Dataset records:
= = = =

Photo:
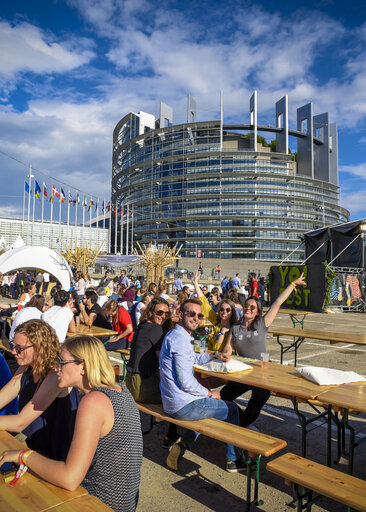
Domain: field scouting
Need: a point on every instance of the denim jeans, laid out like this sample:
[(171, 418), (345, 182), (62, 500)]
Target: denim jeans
[(208, 408)]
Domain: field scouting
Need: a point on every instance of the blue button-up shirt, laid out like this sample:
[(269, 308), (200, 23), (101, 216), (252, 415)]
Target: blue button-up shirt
[(178, 386)]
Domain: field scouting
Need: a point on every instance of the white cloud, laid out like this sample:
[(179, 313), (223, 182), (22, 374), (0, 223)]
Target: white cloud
[(356, 170), (25, 47)]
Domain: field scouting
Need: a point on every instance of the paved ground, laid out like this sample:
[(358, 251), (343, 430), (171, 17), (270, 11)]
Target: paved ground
[(201, 484)]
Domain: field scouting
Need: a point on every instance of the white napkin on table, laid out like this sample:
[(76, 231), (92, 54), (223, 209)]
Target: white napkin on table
[(220, 366), (329, 376)]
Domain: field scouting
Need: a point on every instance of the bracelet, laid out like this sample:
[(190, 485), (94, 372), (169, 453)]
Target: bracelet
[(23, 456)]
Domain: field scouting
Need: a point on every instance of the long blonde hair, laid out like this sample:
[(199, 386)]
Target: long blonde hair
[(91, 351)]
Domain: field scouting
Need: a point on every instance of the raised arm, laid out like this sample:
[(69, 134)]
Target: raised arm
[(273, 310)]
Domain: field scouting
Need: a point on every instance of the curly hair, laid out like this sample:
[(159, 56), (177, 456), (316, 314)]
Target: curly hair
[(91, 352), (45, 344)]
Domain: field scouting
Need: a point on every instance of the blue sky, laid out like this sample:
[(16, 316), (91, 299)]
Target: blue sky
[(70, 69)]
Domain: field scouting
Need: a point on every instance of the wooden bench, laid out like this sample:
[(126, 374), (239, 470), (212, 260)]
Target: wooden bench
[(308, 477), (251, 444)]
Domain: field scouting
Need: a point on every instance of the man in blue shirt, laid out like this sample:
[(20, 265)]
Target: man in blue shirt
[(182, 395)]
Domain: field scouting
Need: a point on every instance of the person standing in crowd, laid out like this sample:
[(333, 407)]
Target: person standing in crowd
[(235, 282), (60, 316), (122, 323), (46, 412), (249, 340), (224, 285), (46, 282), (124, 279), (253, 290), (105, 455), (177, 285), (182, 395), (28, 291)]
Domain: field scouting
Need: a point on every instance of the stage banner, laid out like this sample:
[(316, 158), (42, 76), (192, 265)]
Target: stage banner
[(304, 298)]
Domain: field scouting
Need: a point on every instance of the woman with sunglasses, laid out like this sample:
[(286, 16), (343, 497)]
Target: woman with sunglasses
[(248, 339), (222, 321), (142, 377), (46, 412), (105, 455)]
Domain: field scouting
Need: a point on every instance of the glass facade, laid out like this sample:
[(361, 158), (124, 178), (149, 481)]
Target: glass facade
[(222, 199)]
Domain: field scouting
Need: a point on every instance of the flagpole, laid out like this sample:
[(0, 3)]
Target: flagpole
[(122, 207), (23, 209), (115, 228), (132, 230), (127, 234), (82, 232), (110, 227), (68, 216), (42, 212), (29, 192), (34, 204)]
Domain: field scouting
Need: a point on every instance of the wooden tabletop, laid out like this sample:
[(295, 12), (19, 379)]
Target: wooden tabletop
[(30, 493), (98, 332), (86, 503), (346, 396), (332, 337), (294, 312), (277, 377)]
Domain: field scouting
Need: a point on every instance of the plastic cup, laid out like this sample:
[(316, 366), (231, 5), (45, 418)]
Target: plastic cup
[(264, 359), (116, 372)]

= = = =

Update the part of the records that runs from the start through the line containing "[(208, 408)]", replacing "denim jeans" with "blue jeans" and leaving everything else the same. Give only that part, without the pictures.

### SOLUTION TO THIS TASK
Photo:
Domain: field scouting
Need: a point on every instance of the blue jeans, laid out like this sample:
[(171, 418), (345, 182), (62, 500)]
Target: blue jeans
[(208, 408)]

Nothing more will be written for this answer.